= 练习说明 =
请从下面的材料中筛选出所有包含字符串“covered”的行，并逐行完整抄录。

= 带标注区域数据摘录 =
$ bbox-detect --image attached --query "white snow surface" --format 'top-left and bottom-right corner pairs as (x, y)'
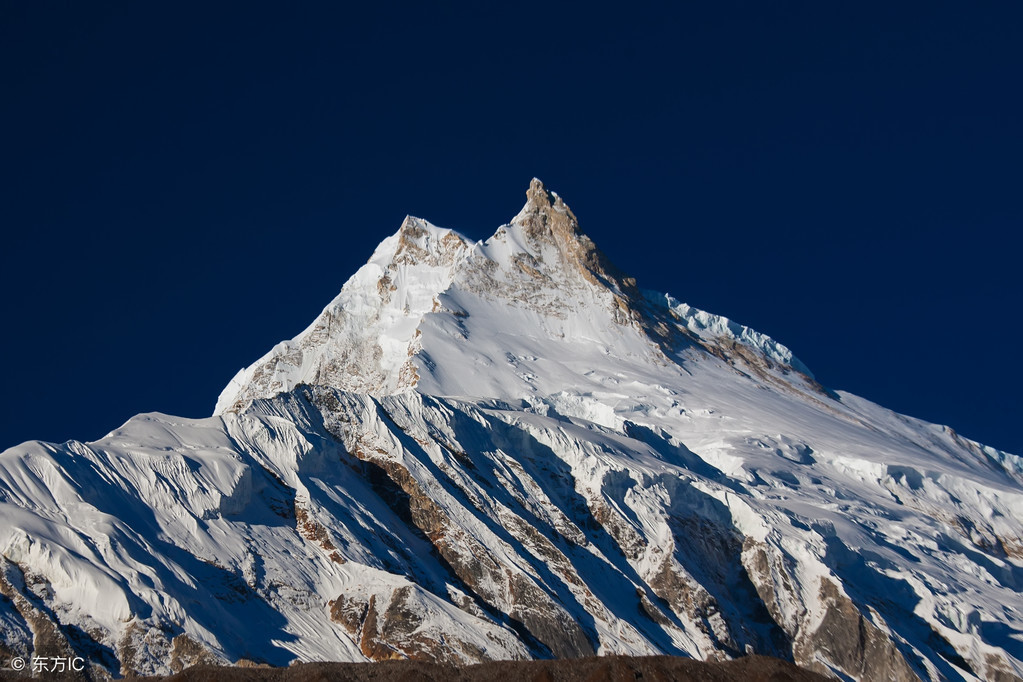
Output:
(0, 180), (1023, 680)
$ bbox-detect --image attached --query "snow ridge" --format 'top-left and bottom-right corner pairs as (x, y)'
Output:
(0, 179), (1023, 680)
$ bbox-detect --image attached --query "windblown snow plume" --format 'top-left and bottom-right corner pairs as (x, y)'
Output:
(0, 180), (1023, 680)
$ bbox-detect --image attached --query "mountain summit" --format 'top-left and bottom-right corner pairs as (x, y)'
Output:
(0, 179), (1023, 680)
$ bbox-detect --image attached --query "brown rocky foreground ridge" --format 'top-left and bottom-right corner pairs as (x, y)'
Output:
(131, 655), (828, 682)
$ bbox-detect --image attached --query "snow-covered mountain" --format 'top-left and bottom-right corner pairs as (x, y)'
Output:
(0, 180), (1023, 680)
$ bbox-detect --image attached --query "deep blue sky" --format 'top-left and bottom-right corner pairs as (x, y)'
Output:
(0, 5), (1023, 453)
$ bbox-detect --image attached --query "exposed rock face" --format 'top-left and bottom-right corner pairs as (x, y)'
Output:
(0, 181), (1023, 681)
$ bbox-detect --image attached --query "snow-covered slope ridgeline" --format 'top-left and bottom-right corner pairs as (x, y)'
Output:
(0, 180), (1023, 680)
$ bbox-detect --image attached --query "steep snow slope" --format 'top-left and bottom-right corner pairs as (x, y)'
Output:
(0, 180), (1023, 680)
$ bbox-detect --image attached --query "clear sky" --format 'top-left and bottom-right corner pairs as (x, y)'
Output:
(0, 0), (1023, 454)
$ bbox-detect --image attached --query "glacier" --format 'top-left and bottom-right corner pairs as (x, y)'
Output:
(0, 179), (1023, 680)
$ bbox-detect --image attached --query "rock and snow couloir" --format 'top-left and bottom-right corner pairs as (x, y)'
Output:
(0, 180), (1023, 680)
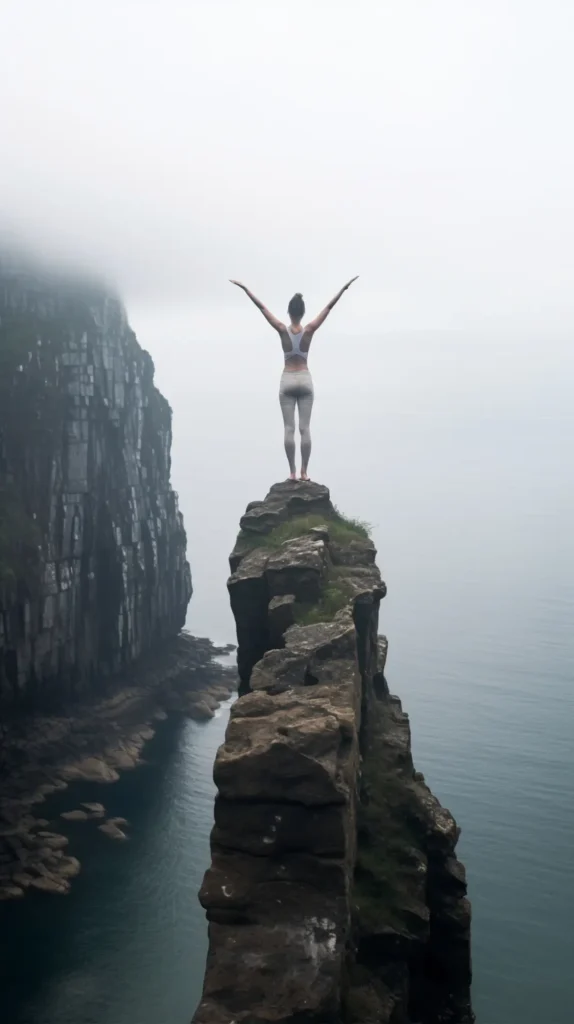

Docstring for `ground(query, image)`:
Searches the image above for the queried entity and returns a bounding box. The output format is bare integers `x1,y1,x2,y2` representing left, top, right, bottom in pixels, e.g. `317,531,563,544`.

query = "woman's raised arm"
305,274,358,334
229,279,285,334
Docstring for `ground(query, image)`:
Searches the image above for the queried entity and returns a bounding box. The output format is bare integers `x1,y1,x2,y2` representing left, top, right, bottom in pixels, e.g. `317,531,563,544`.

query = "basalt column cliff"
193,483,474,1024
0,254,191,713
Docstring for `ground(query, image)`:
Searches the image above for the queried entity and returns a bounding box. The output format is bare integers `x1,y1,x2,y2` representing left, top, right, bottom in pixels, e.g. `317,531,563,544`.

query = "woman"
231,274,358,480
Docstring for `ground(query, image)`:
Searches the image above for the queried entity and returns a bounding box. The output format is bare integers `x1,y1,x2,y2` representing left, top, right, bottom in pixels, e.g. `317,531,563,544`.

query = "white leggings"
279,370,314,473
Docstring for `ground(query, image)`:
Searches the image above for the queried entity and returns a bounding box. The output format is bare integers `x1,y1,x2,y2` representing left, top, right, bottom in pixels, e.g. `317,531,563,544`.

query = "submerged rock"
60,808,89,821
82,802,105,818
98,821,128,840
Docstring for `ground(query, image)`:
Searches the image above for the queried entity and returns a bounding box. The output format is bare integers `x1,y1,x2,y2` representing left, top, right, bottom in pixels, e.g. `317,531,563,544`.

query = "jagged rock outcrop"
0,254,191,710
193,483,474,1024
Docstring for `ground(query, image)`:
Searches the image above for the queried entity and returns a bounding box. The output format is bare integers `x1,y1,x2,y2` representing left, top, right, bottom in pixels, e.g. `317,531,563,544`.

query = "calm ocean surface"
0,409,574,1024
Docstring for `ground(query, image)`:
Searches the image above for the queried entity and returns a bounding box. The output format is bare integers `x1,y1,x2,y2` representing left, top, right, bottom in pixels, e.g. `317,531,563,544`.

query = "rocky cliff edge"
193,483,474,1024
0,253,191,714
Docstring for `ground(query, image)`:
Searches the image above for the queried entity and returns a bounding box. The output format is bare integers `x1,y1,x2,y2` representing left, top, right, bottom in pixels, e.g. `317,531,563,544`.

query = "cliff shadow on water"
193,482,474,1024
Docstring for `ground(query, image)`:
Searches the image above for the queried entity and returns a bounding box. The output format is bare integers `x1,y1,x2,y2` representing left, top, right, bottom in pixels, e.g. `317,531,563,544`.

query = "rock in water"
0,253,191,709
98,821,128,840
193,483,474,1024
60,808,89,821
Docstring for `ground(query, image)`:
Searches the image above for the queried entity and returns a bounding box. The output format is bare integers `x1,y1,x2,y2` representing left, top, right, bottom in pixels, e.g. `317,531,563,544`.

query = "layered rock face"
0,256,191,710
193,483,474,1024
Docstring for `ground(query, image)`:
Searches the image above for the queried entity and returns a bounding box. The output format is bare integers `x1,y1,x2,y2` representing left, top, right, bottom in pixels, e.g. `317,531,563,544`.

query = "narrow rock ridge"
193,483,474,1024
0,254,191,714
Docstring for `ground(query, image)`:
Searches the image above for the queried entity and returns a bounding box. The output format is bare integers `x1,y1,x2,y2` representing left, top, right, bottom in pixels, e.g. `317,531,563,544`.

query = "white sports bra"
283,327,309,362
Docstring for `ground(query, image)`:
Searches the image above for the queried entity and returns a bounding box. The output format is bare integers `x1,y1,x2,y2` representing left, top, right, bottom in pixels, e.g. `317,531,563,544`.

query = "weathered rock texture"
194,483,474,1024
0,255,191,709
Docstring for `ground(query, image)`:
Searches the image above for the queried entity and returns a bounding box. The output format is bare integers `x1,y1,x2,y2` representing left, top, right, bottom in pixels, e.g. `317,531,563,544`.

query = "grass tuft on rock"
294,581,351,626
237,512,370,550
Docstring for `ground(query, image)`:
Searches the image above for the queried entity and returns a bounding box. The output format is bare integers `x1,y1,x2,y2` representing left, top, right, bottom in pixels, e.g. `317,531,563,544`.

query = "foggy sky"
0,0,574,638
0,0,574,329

= 回答 =
$ bbox-detect --image attached --query "snow-covered mountain" --format 'top-left and bottom-right corner pairs as (x, y)'
$ bbox-detect --image attached --query "snow-covered slope ridgeline" --format 'top-left and bottom-right corner pairs as (x, y)'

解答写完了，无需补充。